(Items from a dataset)
_ _ _

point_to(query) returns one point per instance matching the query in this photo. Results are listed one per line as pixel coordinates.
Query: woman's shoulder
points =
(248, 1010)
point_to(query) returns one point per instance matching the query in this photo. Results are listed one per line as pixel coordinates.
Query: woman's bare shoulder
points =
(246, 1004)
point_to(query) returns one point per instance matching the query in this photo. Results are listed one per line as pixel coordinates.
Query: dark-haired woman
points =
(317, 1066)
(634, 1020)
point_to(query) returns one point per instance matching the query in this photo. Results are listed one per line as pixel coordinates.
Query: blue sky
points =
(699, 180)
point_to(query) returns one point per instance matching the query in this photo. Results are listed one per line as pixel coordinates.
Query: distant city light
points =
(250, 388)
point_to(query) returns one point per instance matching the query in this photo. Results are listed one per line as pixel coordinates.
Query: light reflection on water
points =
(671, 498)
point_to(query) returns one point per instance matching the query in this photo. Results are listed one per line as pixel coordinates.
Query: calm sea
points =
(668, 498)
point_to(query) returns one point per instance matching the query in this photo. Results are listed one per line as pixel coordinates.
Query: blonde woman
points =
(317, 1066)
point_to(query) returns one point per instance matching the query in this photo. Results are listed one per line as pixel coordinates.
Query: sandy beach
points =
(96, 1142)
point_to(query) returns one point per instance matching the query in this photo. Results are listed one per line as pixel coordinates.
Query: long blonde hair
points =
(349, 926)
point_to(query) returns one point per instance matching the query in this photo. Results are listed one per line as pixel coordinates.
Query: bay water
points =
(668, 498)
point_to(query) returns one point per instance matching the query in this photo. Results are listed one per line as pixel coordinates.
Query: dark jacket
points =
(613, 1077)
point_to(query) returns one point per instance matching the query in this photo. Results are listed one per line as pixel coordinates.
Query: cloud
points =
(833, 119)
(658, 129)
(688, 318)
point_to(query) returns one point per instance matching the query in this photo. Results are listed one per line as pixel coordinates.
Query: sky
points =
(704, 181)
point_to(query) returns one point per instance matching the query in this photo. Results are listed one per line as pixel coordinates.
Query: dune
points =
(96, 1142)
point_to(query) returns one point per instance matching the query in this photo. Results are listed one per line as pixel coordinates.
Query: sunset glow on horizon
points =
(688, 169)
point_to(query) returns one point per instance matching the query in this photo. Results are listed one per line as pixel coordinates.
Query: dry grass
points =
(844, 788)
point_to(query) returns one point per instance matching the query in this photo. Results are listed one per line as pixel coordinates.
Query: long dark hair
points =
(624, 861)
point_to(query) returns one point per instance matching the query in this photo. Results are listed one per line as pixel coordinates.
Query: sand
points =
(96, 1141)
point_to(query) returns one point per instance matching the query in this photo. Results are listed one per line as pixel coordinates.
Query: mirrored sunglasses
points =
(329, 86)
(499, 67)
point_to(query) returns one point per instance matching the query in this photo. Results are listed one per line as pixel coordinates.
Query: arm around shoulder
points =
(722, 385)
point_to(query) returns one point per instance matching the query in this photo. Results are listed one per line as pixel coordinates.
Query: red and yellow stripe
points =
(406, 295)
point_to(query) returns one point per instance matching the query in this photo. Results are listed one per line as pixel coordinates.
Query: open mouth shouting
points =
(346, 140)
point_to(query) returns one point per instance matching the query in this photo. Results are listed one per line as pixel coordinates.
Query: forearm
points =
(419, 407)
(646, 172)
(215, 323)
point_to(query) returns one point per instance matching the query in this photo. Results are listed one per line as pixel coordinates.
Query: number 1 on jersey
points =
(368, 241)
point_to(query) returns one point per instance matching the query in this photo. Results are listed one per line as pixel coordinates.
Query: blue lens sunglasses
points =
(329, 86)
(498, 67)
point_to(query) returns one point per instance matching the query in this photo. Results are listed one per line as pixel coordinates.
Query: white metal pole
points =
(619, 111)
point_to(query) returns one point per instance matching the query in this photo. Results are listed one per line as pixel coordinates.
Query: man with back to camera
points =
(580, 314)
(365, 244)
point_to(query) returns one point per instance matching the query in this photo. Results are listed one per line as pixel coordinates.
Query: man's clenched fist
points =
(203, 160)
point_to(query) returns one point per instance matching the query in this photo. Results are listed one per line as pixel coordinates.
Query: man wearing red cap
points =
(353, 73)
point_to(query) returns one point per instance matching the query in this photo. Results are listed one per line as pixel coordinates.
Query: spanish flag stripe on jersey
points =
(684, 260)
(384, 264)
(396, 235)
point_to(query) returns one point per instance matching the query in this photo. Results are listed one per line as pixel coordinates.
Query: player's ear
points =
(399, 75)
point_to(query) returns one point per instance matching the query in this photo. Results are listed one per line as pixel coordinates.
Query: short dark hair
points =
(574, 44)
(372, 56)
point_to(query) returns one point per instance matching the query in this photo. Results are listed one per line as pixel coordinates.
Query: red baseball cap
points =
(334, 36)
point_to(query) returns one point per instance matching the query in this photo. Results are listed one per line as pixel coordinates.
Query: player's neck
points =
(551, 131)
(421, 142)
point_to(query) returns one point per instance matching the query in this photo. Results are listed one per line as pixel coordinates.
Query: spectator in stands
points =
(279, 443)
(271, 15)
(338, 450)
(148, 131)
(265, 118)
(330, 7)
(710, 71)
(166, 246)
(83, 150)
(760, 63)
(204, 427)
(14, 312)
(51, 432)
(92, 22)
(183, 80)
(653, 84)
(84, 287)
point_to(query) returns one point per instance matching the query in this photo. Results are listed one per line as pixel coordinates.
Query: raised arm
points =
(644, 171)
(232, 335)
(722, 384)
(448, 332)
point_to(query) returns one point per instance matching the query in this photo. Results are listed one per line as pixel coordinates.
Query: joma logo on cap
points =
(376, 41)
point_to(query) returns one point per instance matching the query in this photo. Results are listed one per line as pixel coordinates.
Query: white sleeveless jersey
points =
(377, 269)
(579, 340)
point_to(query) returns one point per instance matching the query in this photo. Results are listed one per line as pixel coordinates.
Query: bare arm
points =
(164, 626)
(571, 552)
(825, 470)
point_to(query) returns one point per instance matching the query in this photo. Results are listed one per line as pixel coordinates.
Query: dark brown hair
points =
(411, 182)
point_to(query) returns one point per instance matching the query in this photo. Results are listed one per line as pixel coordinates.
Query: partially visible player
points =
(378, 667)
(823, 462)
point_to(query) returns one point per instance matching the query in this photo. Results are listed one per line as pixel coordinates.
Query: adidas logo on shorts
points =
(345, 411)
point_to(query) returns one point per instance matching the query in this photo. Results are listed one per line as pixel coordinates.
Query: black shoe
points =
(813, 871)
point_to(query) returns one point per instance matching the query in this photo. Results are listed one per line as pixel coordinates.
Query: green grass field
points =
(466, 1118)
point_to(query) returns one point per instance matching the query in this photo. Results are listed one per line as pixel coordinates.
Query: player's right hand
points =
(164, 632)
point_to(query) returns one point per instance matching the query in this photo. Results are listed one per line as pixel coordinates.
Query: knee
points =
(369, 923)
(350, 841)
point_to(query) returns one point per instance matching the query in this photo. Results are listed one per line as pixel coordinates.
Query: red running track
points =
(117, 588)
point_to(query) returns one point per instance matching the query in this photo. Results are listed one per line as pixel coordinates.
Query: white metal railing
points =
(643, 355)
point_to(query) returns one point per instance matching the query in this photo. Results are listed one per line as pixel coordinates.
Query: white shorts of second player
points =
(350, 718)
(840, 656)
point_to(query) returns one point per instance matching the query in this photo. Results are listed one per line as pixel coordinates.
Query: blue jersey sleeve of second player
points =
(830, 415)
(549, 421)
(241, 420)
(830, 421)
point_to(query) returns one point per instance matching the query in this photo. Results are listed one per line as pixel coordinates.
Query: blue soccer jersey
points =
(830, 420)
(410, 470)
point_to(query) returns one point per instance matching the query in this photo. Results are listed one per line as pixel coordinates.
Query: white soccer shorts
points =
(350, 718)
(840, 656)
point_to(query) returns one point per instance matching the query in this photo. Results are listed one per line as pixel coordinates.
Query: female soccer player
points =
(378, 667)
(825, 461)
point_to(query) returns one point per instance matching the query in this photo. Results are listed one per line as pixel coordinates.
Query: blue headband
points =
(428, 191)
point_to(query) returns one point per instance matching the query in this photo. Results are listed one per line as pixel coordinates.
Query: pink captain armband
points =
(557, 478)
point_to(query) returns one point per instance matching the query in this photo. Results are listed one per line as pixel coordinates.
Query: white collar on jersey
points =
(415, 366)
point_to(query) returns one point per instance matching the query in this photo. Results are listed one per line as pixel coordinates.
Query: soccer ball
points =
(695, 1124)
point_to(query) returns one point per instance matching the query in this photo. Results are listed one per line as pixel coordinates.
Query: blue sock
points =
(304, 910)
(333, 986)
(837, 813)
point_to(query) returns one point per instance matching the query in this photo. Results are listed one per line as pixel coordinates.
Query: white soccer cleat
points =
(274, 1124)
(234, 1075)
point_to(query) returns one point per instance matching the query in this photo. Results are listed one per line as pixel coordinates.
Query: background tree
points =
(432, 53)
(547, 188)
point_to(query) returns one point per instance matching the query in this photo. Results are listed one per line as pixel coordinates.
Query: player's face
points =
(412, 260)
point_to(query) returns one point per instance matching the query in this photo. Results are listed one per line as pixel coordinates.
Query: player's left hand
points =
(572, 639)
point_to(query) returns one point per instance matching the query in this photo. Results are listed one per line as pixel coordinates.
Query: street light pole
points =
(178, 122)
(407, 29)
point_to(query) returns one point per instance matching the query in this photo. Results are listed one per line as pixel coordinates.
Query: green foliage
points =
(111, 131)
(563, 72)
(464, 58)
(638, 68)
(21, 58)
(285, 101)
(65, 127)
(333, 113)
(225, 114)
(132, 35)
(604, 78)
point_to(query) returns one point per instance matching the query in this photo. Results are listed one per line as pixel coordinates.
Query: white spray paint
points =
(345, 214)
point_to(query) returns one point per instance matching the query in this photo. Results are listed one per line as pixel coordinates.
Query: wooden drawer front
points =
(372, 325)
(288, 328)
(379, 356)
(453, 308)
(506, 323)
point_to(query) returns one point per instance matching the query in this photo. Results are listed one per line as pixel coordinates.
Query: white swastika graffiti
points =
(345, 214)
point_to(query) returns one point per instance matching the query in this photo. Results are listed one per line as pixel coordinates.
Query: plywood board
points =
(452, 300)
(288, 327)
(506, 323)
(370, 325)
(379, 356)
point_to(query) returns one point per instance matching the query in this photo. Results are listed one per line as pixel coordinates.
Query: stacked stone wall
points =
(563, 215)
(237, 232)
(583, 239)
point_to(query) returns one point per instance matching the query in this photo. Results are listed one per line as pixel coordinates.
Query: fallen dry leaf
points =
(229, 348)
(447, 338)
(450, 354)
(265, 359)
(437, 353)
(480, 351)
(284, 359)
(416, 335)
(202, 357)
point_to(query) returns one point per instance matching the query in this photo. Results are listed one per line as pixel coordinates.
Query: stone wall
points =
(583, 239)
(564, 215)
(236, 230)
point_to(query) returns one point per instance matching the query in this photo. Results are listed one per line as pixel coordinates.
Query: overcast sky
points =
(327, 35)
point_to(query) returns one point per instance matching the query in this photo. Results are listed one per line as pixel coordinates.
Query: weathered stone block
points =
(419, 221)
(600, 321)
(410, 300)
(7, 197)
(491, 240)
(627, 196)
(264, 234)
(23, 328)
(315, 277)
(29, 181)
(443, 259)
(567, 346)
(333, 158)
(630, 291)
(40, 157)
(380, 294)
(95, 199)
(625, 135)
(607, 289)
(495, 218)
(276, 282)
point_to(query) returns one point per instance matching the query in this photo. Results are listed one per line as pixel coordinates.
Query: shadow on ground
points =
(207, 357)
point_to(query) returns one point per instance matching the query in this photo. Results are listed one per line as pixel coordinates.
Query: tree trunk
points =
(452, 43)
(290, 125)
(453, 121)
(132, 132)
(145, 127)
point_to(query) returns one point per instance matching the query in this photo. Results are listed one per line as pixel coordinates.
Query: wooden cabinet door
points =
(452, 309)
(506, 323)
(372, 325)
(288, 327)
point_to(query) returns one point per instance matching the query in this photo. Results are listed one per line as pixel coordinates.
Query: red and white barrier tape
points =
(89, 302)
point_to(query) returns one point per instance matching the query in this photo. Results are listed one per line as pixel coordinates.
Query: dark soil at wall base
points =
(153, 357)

_ _ _

About this exercise: Each line that contains the string "blue" should be copied from the data above.

Solution for this task:
Query: blue sky
Query: blue lens sunglasses
Query: blue jersey sleeve of second player
Query: blue soccer jersey
Query: blue headband
Query: blue sock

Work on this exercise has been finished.